::: Dokumentausschnitt :::

Damit wendet sich die Beschwerde - entgegen dem zu weit gefassten Aufhebungsantrag - lediglich insoweit gegen den angefochtenen Bescheid, als mit diesem über Umsatzsteuer abgesprochen wurde.

Gemäß § 2 Abs. 1 UStG 1994 ist Unternehmer, wer eine gewerbliche oder berufliche Tätigkeit selbständig ausübt. Gewerblich oder beruflich ist jede nachhaltige Tätigkeit zur Erzielung von Einnahmen, auch wenn die Absicht, Gewinn zu erzielen, fehlt oder eine Personenvereinigung nur gegenüber ihren Mitgliedern tätig wird.

Nach § 2 Abs. 5 Z 2 UStG 1994 gilt eine Tätigkeit, die auf Dauer gesehen Gewinne oder Einnahmenüberschüsse nicht erwarten lässt (Liebhaberei), nicht als gewerbliche oder berufliche Tätigkeit.

Gemäß § 6 Liebhabereiverordnung, BGBl. Nr. 33/1993, (LVO) kann Liebhaberei im umsatzsteuerlichen Sinn nur bei Betätigungen im Sinne des § 1 Abs. 2 der Verordnung, nicht hingegen bei anderen Betätigungen vorliegen.

§ 1 Abs. 2 LVO (idF BGBl. II Nr. 358/1997) lautet:

"Liebhaberei ist bei einer Betätigung anzunehmen, wenn Verluste entstehen

1. aus der Bewirtschaftung von Wirtschaftsgütern, die sich nach der Verkehrsauffassung in einem besonderen Maß für eine Nutzung im Rahmen der Lebensführung eignen (zB Wirtschaftsgüter, die der Sport- und Freizeitausübung dienen, Luxuswirtschaftsgüter) und typischerweise einer besonderen in der Lebensführung begründeten Neigung entsprechen oder

2. aus Tätigkeiten, die typischerweise auf eine besondere in der Lebensführung begründete Neigung zurückzuführen sind oder

3. aus der Bewirtschaftung von Eigenheimen, Eigentumswohnungen und Mietwohngrundstücken mit qualifizierten Nutzungsrechten.

:::

# Arbeitsauftrag A:
Prüfen Sie, ob die folgenden Aussagen mit dem Textauszug zur Liebhaberei übereinstimmen, und beantworten Sie jede mit Ja oder Nein samt den wörtlich zitierten entscheidenden Worten des Textauszugs. (i) Nach § 2 Abs. 1 UStG 1994 setzt eine gewerbliche oder berufliche Tätigkeit die Absicht voraus, Gewinn zu erzielen. (ii) Gemäß § 6 LVO kann Liebhaberei im umsatzsteuerlichen Sinn nur bei Betätigungen im Sinne des § 1 Abs. 2 LVO vorliegen. (iii) Die Bewirtschaftung von Eigentumswohnungen wird in § 1 Abs. 2 LVO genannt.
# Arbeitsauftrag B:
Führen Sie den Textauszug zur Liebhaberei im Anschluss an seinen letzten Satz fort.
Das Material wird hier nicht benötigt.

::: Bereitgestelltes Material :::

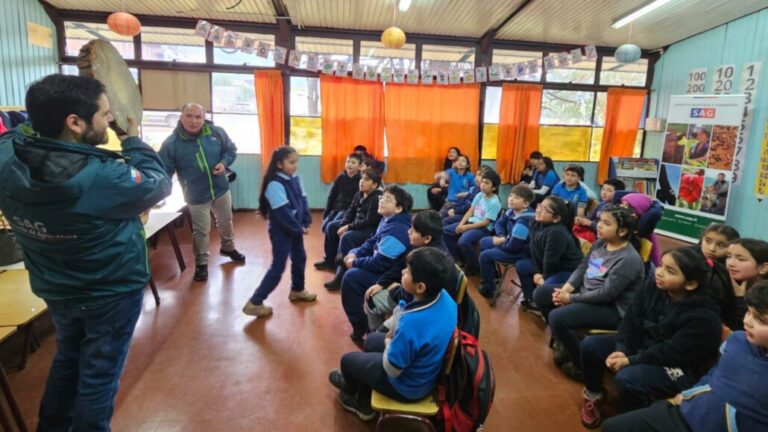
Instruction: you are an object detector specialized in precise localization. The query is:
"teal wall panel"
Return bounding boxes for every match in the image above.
[0,0,58,105]
[645,9,768,240]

:::

# Schriftliche Antwort A:
(i) Nein: „auch wenn die Absicht, Gewinn zu erzielen, fehlt“
(ii) Ja: „nur bei Betätigungen im Sinne des § 1 Abs. 2 der Verordnung, nicht hingegen bei anderen Betätigungen“
(iii) Ja: „aus der Bewirtschaftung von Eigenheimen, Eigentumswohnungen und Mietwohngrundstücken mit qualifizierten Nutzungsrechten“

# Schriftliche Antwort B:
Die Annahme von Liebhaberei kann in diesen Fällen nach Maßgabe des § 2 Abs. 4 ausgeschlossen sein. Das Vorliegen der Voraussetzungen der Z 1 und 2 ist für jede organisatorisch in sich geschlossene und mit einer gewissen Selbständigkeit ausgestattete Einheit gesondert zu beurteilen."

Die belangte Behörde führte im angefochtenen Bescheid resümierend aus, trotz der grundsätzlichen Einreihung des Betriebes eines Gasthauses als Gewerbebetrieb, und folglich als eine Tätigkeit nach § 1 Abs. 1 LVO, liege aufgrund der Art und Weise, wie die Beschwerdeführerin das Gasthaus betrieben habe, in diesem speziellen Fall eine Tätigkeit nach § 1 Abs. 2 LVO vor; sie habe den Betrieb "aus persönlicher Vorliebe" geführt.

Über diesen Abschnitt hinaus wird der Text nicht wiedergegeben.